Reproduce each record verbatim, images excluded.

─── Dataset records ───

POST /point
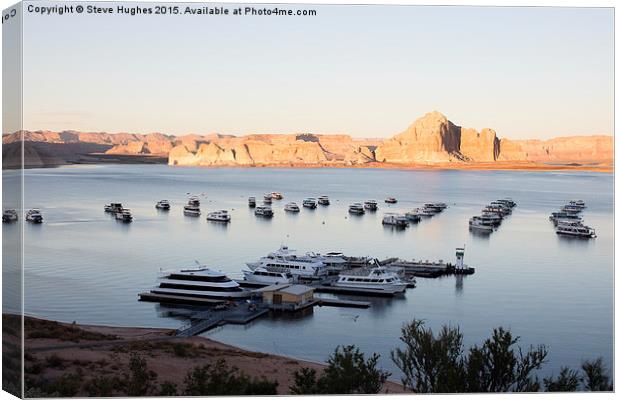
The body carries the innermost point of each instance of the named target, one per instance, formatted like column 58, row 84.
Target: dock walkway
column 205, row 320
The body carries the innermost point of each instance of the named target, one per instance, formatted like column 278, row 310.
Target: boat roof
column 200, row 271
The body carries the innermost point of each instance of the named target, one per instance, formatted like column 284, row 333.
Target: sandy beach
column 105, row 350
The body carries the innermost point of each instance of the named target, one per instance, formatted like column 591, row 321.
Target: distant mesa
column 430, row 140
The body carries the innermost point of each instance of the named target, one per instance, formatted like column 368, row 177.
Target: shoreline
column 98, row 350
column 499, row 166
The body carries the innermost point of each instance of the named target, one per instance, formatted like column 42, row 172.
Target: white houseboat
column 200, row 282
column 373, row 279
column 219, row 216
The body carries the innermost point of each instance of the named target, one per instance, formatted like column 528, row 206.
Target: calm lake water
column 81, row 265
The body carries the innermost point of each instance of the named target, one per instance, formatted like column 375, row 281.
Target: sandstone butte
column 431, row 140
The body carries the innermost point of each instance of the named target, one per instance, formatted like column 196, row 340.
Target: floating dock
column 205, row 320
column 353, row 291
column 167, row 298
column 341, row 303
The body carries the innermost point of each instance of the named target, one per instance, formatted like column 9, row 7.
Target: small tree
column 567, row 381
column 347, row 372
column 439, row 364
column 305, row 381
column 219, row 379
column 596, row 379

───

* [Result of this exercise]:
POST /point
The body carries the innermost point of each instance of the named target, one per instance, formatted like column 58, row 84.
Target: dock walkway
column 205, row 320
The body carries the innermost point of each instance of the named target, one per instance, formatted like column 278, row 310.
Target: boat roof
column 200, row 271
The body carries the innermost point of each instance of the named target, one per instance, formatted like column 284, row 333.
Target: sandy beach
column 105, row 350
The body carries the innermost point of each instance of the named target, one per instance, formatted like column 591, row 321.
Target: distant mesa
column 430, row 140
The body carries the innermost point of each instance of the named target, one per instance, formatted like column 368, row 177.
Target: shoreline
column 98, row 350
column 499, row 166
The body carries the innermost point of each instance of the named target, one per instance, formatted like column 42, row 172.
Target: white houseboat
column 200, row 282
column 373, row 279
column 219, row 216
The body carries the innermost point of each instance of the named target, one per instance, formatted like column 528, row 206.
Target: calm lake water
column 81, row 265
The body carries the innermost point of each instance of the named target, one per instance, formatted like column 375, row 281.
Target: sandstone butte
column 431, row 140
The body carries the innermost point of each instance of the named target, one per instance, formatted like column 196, row 340.
Target: floating dock
column 205, row 320
column 353, row 291
column 167, row 298
column 341, row 303
The body carries the innermost point of each instance of the named target, one per instance, formatted like column 9, row 7.
Target: small tree
column 567, row 381
column 347, row 372
column 439, row 364
column 305, row 381
column 219, row 379
column 596, row 379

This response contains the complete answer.